● Exercise goal
All records are to be printed exactly as they appear.

● Source records

——————

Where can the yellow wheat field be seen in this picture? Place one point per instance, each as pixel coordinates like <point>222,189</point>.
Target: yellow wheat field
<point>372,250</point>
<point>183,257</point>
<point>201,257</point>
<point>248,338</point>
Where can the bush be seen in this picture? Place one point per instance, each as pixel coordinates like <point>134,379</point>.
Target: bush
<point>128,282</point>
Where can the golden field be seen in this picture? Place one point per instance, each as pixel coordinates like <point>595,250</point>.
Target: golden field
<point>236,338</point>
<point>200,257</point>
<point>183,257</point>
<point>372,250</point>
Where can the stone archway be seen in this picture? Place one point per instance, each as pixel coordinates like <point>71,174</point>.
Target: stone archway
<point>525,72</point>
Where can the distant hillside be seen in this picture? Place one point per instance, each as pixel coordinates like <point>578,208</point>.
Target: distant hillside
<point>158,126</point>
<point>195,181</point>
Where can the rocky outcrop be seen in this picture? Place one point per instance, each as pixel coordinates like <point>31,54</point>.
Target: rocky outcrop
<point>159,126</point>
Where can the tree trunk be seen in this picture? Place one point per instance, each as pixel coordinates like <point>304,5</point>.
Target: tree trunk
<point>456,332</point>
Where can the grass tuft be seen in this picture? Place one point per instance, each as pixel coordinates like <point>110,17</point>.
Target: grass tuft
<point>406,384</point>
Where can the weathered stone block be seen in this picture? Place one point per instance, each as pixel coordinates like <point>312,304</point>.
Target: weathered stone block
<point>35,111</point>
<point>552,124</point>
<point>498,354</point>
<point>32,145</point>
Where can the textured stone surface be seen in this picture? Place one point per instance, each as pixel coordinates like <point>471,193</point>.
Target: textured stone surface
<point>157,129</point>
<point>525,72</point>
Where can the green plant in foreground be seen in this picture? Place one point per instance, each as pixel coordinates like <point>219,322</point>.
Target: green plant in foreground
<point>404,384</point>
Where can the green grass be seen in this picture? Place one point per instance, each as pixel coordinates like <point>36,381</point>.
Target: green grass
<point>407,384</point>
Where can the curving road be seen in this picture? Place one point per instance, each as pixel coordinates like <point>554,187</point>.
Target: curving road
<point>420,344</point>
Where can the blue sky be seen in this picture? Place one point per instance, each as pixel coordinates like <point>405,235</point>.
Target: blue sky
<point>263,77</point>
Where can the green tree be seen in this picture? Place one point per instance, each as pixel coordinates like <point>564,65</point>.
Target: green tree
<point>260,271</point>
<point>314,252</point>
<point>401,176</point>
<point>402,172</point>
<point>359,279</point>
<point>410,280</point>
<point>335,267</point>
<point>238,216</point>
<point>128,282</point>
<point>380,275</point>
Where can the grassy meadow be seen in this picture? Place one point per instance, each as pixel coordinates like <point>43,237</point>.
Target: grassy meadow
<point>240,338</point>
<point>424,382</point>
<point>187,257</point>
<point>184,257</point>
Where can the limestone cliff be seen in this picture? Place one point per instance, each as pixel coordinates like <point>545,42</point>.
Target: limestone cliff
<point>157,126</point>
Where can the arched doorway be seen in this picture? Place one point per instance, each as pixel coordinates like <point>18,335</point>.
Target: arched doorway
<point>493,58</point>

——————

● Answer section
Where can the yellow wheat field be seen in this picture? Place one point per instance, each as pixel coordinates like <point>222,189</point>.
Target: yellow wheat field
<point>372,250</point>
<point>183,257</point>
<point>201,257</point>
<point>248,338</point>
Where can the bush be seen in this picture? Place one point per instance, each as pixel coordinates like <point>134,379</point>.
Target: bush
<point>128,282</point>
Where can the golden field be seen in this picture? Place one point per instance, each as pixel coordinates like <point>595,250</point>.
Target: golden field
<point>236,338</point>
<point>200,257</point>
<point>183,257</point>
<point>372,250</point>
Where can the stone archway be seen in this picture? Place one point per instance, each as pixel coordinates like <point>71,174</point>.
Target: stone archway
<point>525,72</point>
Where can the distant hillside be seen in this picture? Place one point per instance, each as pixel coordinates like <point>578,208</point>.
Target: distant hillside
<point>158,126</point>
<point>195,181</point>
Where can the rocky outcrop be seen in this picture? Place one point per instance, each as pixel coordinates like <point>31,54</point>.
Target: rocky outcrop
<point>159,126</point>
Where can the tree trunk be seen in this picture? Place one point per instance, each as pixel coordinates like <point>304,5</point>.
Target: tree trunk
<point>456,332</point>
Where can the grass tuft be seen in this picture? Place one point per instance, each as pixel coordinates like <point>110,17</point>.
Target: grass tuft
<point>406,384</point>
Where can the weathered stone block be seen in this picture? Place one point per instance, each as pixel coordinates like <point>312,304</point>.
Target: weathered stone block
<point>35,111</point>
<point>552,124</point>
<point>498,354</point>
<point>32,145</point>
Where can the textured stone surface be seen in this picture? Place one point per instance, each as pixel coordinates like <point>471,193</point>.
Target: textured stone surface
<point>157,129</point>
<point>525,72</point>
Where can the green plant in foreground be seen in this picture? Place one point per instance, each as pixel coordinates like <point>219,322</point>.
Target: green plant in foreground
<point>404,384</point>
Where can the green grass be seen in this picture? Place one point per instance, each as pixel coordinates like <point>36,381</point>.
Target: green grass
<point>407,384</point>
Where can the curving road be seen in this picture? Place one point per instance, each as pixel coordinates like <point>554,187</point>.
Target: curving road
<point>420,344</point>
Where can the blue sky be seen in this picture? Place one point per instance, each as pixel coordinates like <point>405,235</point>.
Target: blue sky
<point>263,77</point>
Where can the green tree be seen in this picture? Place one point per instance, each as pixel coordinates like <point>564,65</point>.
Target: green tree
<point>260,271</point>
<point>314,252</point>
<point>401,176</point>
<point>402,172</point>
<point>359,279</point>
<point>410,280</point>
<point>335,267</point>
<point>238,216</point>
<point>128,282</point>
<point>380,275</point>
Where can the grassy meadow be seen in this picture? Place one point per instance, each as pixel coordinates like <point>43,237</point>.
Target: grassy meadow
<point>240,338</point>
<point>424,382</point>
<point>187,257</point>
<point>184,257</point>
Where can the limestone cliff be seen in this picture? Place one point per instance, each as pixel coordinates like <point>545,42</point>.
Target: limestone cliff
<point>157,126</point>
Where can the arched doorway be seen in this picture? Place one point per instance, each as pixel coordinates like <point>18,335</point>.
Target: arched doorway
<point>493,58</point>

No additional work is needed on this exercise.